START EXTRACT

We use `urllib.request` pacakge to retrieve the webpage pointed by 'https://edition.cnn.com/style/article/egyptian-statues-broken-noses-artsy/index.html', and `BeautifulSoup` package to retrieve texts.

### note: make sure that your computer is allowed to access and retrieve webpages

In [None]:
import urllib

In [None]:
from bs4 import BeautifulSoup

In [None]:
webpage = ''
httpAddress = 'https://edition.cnn.com/style/article/egyptian-statues-broken-noses-artsy/index.html'
contextClass = 'Paragraph__component BasicArticle__paragraph BasicArticle__pad'
webpage = urllib.request.urlopen(httpAddress).read().decode('utf-8')

In [None]:
print(len(webpage))

The value should not be 0. 

In [None]:
soup = BeautifulSoup(webpage, 'html.parser')
sections = [sec.text for sec in soup.find_all(class_= contextClass)]
corpora = " ".join(sections)

In [None]:
print(corpora)

Now, we will use NLTK tools to transform this text into a list of sentences, each sentence is a list of tokens.

END EXTRACT
START ITEMS

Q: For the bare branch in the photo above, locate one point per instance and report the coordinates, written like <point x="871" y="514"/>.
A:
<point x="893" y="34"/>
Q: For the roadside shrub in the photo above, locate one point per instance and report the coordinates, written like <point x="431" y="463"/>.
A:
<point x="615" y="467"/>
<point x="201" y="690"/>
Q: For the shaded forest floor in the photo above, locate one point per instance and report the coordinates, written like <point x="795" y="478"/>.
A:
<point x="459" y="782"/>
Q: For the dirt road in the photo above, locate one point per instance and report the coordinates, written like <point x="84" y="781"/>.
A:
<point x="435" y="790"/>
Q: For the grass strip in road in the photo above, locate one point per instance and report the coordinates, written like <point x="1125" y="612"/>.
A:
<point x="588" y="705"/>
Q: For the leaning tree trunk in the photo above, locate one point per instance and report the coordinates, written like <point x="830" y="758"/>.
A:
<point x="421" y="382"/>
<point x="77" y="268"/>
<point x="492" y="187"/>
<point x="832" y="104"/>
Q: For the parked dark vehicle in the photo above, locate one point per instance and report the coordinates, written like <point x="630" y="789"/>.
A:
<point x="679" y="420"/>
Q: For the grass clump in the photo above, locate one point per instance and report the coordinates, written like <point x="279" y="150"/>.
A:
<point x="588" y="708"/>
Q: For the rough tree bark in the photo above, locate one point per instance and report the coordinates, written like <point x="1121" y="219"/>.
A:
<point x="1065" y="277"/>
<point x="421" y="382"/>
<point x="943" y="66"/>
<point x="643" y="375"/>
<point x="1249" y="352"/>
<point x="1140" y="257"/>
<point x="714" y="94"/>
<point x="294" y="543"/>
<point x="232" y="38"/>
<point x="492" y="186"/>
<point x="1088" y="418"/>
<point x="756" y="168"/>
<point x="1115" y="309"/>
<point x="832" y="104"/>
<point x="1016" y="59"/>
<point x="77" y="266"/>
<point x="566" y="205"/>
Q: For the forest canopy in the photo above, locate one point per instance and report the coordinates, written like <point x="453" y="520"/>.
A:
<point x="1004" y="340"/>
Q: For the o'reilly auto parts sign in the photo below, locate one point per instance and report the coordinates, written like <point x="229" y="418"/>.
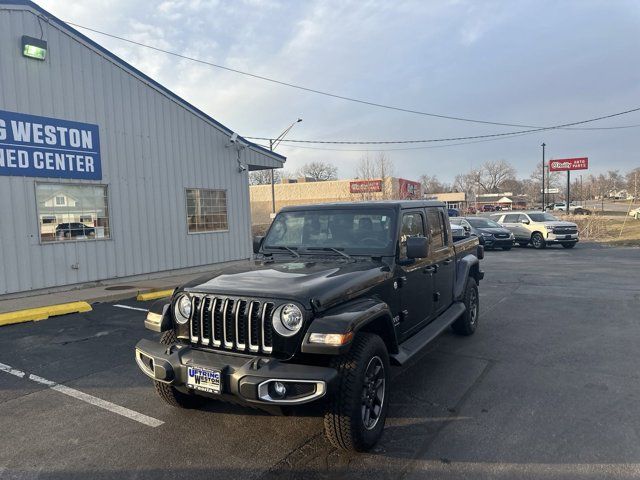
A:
<point x="563" y="164"/>
<point x="32" y="146"/>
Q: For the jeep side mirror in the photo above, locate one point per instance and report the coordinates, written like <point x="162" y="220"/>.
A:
<point x="257" y="243"/>
<point x="417" y="247"/>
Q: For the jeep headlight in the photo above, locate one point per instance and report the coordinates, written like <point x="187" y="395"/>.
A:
<point x="288" y="319"/>
<point x="182" y="309"/>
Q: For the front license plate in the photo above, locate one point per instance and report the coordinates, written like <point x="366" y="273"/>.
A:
<point x="203" y="379"/>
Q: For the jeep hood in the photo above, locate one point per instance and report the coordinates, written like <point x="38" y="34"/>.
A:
<point x="326" y="281"/>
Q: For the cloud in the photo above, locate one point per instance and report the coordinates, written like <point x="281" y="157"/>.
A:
<point x="525" y="62"/>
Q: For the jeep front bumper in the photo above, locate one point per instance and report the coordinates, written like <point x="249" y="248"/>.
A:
<point x="246" y="378"/>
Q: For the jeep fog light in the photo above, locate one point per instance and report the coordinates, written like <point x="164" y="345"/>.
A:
<point x="287" y="320"/>
<point x="331" y="338"/>
<point x="182" y="309"/>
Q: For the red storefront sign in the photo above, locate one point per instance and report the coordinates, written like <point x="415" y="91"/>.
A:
<point x="365" y="186"/>
<point x="564" y="164"/>
<point x="409" y="189"/>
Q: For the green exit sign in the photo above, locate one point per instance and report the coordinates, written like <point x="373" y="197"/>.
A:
<point x="34" y="47"/>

END ITEMS

■ TASKS TO CARRY OUT:
**a)** Render this sentence from the web-scraping notebook in Spanish: "Now, we will use NLTK tools to transform this text into a list of sentences, each sentence is a list of tokens."
**b)** According to the web-scraping notebook, which package is used to retrieve the texts?
**c)** Write what comes next in the web-scraping notebook, picking up after its last sentence.

■ TASK RESULTS:
**a)** Ahora usaremos herramientas de NLTK para transformar este texto en una lista de oraciones, donde cada oración es una lista de tokens.

**b)** The `BeautifulSoup` package.

**c)**
In [None]:
import nltk
from nltk.tokenize import TweetTokenizer, sent_tokenize

In [None]:
tokenizer = TweetTokenizer()

In [None]:
inputCorpora = [tokenizer.tokenize(snt) for snt in nltk.sent_tokenize(corpora.lower())]

In [None]:
from pprint import pprint

In [None]:
pprint(inputCorpora)

In [None]:
w2vModel = Word2Vec(inputCorpora, min_count=1)

In [None]:
print(w2vModel)

In [None]:
w2vModel.wv.most_similar('noses', topn=10)

Now, we can write up the function

In [None]:
def computing_word2vec_in_webpage(httpAddress   = 'http://...', 
                              contextClass  = 'p',
                              outputW2VFile = 'w2vWeb.bin'):
    # get raw corpus
    import urllib
    from bs4 import BeautifulSoup
    webpage = urllib.request.urlopen(httpAddress).read().decode('utf-8')
    soup = BeautifulSoup(webpage, 'html.parser')
    sections = [sec.text for sec in soup.find_all(class_= contextClass)]
    corpora = " ".join(sections)
    
    # pre-process raw corpus
    import nltk
    from nltk.tokenize import TweetTokenizer, sent_tokenize
    tokenizer = TweetTokenizer()
    inputCorpora = [tokenizer.tokenize(snt) for snt in nltk.sent_tokenize(corpora.lower())]
    
    # the main machine learning process
    from gensim.models import Word2Vec
    w2vModel = Word2Vec(inputCorpora, min_count=1)
    print(w2vModel)
    
    # save result
    w2vModel.save(outputW2VFile)
    
    # visualize result
    from sklearn.decomposition import PCA
    pca = PCA(n_components=2)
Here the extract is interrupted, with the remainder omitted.